**TEXTAUSZUG**
Kein Stück hat sich getan

Das Gras wächst nicht schneller
wenn man daran zieht
Aus einem Glückskeks vom Asia Imbiss in der Brunnenstraße


Ich sitze im Offside im Wedding und warte auf einen, der wie immer eine Stunde zu spät kommt, was im Offside kein Problem ist, denn sie haben dort Alkohol. Und wenn ich den trinke, habe ich den Eindruck, dass ich die Dinge durchschaue. Oft täuscht das, aber das macht nix. Hauptsache ich bin glücklich dabei.

Ich war kürzlich in Stuttgart gewesen, dort saß ich auch am Tresen und habe vor mich hin sinniert, wie heute. Es war exakt der Tresen, an dem ich vor 15 Jahren schon einmal saß. Ich bin nur deshalb wieder absichtlich dort hingegangen, weil ich ein sentimentaler Stricher bin und gerne Orte besuche, mit denen ich Wegmarken meines nutzlosen Wirkens auf diesem komischen Erdklumpen verbinde. Damals neben mir saßen zwei von der lokalen Antifa. Das Gespräch dreht sich fast die ganze Nacht um die Gaspistole, die ich damals fast immer bei mir trug. Gewalt. Gegengewalt. Eskalation. Provokation. Ich gab zu Protokoll, dass ich sie für den Fall mitführe, dass ich Nazis begegnete, was mir an den drei Tagen in Stuttgart nicht, aber wenig später in Halle-Neustadt und dann noch einmal in Berlin-Hellersdorf passierte. Die beiden Gaspistolenablehner fanden das damals nicht gut, ich natürlich schon. Wegen Cowboy. Wumm. Schneller als sein Schatten. Weil Gegengewalt und so. Mehr auf Tasche haben als die. Immer eine Nummer mehr. Natürlich hatten die Beiden Recht und ich habe mal wieder ein paar Dinge nicht zuende gedacht. Ich selber habe das Teil nicht einmal abgefeuert, sondern nur einmal ein Besoffener in meiner Wohnung aus Spaß mit den Worten „Öhm, ist die geladen?“ Peng. Trän. Ja, du Affe, sie ist geladen, war sie immer, deswegen müssen wir jetzt alle mit geschwollen Augen in den Hof rennen, du Spast.

Ich habe die Gaspistole irgendwann einfach weggeworfen. Irgendwo im Restmüllbeutel unten unerkannt eingewickelt verklappt. Sie war überflüssig. Nutzlos. Sinnlos. Immer gewesen. Es war nur Angeberei. Und ich viel zu jung.

**AUFGABEN**
a) Vor wie vielen Jahren saß die erzählende Person laut Textauszug schon einmal an genau demselben Tresen in Stuttgart?
b) Zitieren Sie aus dem Textauszug den Abschnitt zwischen „Das Gras wächst“ und „bin glücklich dabei.“, beide eingeschlossen.

**DATENMATERIAL**
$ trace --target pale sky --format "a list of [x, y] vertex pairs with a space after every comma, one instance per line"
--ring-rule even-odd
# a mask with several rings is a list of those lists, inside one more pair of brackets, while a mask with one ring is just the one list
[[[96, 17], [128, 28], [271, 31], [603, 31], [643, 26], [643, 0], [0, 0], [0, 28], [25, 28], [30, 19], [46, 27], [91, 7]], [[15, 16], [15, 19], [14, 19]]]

**LÖSUNGEN**
a) Vor 15 Jahren.

b)
Das Gras wächst nicht schneller
wenn man daran zieht
Aus einem Glückskeks vom Asia Imbiss in der Brunnenstraße


Ich sitze im Offside im Wedding und warte auf einen, der wie immer eine Stunde zu spät kommt, was im Offside kein Problem ist, denn sie haben dort Alkohol. Und wenn ich den trinke, habe ich den Eindruck, dass ich die Dinge durchschaue. Oft täuscht das, aber das macht nix. Hauptsache ich bin glücklich dabei.